WHAT THE TASK ASKS
Write each line word for word, from the line that contains "foliage. Do not add anything beyond the points." through the last line of the material below.

EXERCISE MATERIALS
* start *
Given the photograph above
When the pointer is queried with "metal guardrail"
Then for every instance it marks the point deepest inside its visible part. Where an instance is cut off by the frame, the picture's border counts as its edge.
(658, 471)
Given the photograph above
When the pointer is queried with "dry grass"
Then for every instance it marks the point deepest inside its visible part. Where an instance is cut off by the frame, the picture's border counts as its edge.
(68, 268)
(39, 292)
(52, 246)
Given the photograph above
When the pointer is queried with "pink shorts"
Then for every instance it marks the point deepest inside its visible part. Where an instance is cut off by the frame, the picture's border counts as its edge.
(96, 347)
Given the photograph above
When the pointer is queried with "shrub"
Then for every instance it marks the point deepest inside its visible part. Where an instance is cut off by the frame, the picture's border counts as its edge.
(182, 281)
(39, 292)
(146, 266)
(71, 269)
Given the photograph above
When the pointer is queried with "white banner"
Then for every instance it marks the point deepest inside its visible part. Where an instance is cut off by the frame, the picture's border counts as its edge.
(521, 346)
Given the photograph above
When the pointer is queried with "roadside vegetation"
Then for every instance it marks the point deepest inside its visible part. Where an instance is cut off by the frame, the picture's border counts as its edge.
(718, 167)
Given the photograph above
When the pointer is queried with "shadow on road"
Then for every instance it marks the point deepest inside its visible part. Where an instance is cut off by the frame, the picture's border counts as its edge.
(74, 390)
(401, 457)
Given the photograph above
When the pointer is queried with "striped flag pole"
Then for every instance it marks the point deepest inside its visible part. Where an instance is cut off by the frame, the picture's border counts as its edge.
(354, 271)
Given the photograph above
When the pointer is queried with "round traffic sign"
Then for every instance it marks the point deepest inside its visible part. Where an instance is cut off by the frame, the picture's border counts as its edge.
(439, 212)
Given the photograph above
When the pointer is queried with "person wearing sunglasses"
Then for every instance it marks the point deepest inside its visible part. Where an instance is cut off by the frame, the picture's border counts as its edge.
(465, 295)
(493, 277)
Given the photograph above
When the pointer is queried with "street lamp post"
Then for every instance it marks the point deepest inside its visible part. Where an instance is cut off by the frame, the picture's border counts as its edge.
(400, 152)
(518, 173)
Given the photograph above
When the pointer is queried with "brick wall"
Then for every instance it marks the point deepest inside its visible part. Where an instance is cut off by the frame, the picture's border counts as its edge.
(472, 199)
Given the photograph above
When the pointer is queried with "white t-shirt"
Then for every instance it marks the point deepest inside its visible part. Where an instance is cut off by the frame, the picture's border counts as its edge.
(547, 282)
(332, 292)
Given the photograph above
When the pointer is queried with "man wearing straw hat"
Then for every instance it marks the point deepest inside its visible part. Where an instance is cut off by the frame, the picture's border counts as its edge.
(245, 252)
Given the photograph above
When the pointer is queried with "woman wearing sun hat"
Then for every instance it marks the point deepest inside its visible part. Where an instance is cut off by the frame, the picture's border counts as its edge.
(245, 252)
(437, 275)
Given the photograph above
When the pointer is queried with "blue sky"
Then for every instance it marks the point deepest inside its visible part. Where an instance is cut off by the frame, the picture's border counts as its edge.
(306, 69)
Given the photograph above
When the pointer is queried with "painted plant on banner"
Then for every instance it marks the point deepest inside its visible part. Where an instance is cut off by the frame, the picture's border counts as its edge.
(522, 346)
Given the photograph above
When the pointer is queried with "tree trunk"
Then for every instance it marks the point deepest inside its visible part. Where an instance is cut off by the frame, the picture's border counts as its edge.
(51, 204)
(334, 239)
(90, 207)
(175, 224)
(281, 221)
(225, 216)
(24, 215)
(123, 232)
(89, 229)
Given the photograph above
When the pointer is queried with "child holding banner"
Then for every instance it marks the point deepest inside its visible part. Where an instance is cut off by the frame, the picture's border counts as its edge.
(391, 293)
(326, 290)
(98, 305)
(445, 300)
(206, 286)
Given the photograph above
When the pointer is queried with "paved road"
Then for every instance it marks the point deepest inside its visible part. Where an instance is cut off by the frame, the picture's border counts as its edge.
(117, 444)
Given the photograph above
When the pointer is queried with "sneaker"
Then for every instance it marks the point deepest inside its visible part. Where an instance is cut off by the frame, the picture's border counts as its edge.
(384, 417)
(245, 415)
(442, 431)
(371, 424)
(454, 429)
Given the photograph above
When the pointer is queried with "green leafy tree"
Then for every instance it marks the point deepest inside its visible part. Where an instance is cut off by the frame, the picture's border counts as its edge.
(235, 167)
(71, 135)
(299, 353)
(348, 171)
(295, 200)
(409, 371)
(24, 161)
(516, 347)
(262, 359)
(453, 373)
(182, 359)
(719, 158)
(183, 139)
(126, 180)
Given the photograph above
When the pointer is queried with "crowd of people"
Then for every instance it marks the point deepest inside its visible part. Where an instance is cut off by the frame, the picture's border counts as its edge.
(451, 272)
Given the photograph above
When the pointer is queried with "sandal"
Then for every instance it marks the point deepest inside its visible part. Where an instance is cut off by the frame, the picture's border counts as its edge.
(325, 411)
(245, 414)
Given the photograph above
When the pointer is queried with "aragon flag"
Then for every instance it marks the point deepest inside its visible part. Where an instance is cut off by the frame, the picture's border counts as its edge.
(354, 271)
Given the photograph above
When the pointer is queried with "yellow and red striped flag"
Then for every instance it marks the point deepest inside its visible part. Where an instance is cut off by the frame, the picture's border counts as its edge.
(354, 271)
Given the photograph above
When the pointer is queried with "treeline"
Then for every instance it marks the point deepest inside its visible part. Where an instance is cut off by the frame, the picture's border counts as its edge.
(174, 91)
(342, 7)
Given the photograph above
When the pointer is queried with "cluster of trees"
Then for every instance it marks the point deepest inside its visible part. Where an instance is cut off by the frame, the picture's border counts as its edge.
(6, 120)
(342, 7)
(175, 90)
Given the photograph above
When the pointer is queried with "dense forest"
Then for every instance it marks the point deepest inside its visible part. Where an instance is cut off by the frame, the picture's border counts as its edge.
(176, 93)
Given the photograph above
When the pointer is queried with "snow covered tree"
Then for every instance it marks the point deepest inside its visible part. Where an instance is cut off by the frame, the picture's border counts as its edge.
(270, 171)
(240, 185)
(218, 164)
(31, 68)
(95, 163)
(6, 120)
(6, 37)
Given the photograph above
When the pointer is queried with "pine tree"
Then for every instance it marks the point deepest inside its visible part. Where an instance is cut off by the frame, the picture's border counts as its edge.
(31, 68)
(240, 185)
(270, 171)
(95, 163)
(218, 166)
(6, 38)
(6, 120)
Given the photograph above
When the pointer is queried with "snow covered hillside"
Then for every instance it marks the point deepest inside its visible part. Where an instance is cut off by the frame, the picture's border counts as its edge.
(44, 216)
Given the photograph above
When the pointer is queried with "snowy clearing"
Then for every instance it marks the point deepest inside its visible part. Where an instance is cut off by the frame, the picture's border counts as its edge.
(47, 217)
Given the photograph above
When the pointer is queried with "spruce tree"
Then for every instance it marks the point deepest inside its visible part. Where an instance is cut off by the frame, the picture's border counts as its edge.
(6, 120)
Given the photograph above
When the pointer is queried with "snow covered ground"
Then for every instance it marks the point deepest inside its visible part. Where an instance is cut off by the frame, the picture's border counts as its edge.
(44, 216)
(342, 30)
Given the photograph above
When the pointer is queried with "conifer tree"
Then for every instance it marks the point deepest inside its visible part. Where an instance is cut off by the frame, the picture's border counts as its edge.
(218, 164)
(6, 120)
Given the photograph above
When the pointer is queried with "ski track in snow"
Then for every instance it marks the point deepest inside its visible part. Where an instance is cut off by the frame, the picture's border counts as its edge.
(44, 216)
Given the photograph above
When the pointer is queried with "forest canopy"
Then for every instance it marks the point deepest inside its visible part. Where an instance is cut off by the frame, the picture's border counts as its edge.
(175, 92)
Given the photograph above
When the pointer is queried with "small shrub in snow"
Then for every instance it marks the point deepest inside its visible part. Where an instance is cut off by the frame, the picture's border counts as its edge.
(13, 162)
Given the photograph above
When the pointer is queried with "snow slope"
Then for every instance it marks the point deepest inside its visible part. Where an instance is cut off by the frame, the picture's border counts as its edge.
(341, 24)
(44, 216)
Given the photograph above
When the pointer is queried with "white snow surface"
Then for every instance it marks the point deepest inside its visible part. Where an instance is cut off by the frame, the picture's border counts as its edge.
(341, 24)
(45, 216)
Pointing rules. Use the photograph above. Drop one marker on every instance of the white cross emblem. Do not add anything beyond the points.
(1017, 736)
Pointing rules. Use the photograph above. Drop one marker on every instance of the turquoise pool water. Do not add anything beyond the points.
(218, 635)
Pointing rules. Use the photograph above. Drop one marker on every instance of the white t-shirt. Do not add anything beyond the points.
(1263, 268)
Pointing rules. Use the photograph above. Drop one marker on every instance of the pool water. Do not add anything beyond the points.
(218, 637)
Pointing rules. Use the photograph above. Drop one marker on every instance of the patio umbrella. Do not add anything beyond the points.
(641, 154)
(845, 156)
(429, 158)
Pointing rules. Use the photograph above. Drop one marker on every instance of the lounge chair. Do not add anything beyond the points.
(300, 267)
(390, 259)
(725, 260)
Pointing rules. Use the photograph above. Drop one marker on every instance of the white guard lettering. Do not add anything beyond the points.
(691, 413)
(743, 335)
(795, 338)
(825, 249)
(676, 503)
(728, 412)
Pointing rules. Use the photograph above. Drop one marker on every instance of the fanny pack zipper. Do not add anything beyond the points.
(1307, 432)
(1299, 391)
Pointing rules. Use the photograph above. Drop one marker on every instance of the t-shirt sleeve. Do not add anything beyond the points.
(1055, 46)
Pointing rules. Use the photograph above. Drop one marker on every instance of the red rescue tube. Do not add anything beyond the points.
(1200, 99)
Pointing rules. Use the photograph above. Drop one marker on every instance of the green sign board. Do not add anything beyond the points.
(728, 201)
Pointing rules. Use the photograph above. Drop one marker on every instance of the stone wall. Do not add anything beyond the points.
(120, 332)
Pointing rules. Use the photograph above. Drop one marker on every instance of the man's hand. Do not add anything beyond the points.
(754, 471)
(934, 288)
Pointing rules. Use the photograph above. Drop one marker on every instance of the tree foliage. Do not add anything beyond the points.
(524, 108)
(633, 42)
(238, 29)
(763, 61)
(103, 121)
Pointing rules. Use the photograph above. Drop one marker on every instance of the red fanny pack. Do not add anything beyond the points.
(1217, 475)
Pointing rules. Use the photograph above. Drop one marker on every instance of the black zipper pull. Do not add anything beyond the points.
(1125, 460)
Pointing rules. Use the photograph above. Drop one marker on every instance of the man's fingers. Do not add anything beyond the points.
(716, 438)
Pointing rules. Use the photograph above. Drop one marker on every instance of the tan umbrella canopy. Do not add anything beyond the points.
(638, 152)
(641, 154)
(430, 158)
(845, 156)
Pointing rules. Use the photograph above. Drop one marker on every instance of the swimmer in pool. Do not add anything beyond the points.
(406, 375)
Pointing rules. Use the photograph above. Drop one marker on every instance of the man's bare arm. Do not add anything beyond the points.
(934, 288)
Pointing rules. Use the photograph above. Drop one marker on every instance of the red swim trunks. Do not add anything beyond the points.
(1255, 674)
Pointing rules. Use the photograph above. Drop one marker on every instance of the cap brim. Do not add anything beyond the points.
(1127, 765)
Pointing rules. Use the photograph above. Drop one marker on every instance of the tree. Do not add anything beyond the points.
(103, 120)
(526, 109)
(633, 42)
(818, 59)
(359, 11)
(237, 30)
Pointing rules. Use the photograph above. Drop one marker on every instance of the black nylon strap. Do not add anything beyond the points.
* end *
TASK SOLUTION
Pointing rules. Use the photograph above. Drop one marker on every instance of the tree foliage. Do not add anything beyond the points.
(524, 108)
(633, 42)
(238, 29)
(763, 61)
(103, 121)
Pointing rules. Use the photograph above. Drop one marker on every instance of the red fanny pack. Do not add anything beyond the points.
(1217, 475)
Pointing rules. Use the photograph above. Drop one marker on every instance of the black zipper pull. Do not add anything beyond the points.
(1125, 460)
Pointing rules. Use the photograph above. Drop one marker on every instance of the man's fingers. Do not add anything beyond the points.
(716, 438)
Pointing rules. Use the photograph above. Drop one marker on every instance of the tan umbrella canopy. Do not add anything beyond the points.
(638, 152)
(641, 154)
(430, 158)
(845, 156)
Pointing rules. Use the photograph above. Drop one marker on every instance of the swimmer in pool. Do not add anything beyond the points.
(406, 375)
Pointing rules. Use the photograph above. Drop one marker on every instance of the man's bare arm. Do not add anything beyond the points.
(934, 288)
Pointing rules. Use the photograph above. Drop one marker on every instance of the red swim trunks. Do not add anything beyond the points.
(1255, 674)
Pointing rules. Use the photograph above. Drop one marker on every instance of the cap brim. Do not add anything beyond the points.
(1127, 765)
Pointing rules. Use the photograph above. Drop one marker on every instance of the tree. Do not add anything beyond the points.
(103, 120)
(526, 109)
(633, 42)
(818, 59)
(359, 11)
(237, 30)
Pointing rules. Use the photograph above. Drop one marker on every instance of the black nylon strap. Do not add anything beyond the points.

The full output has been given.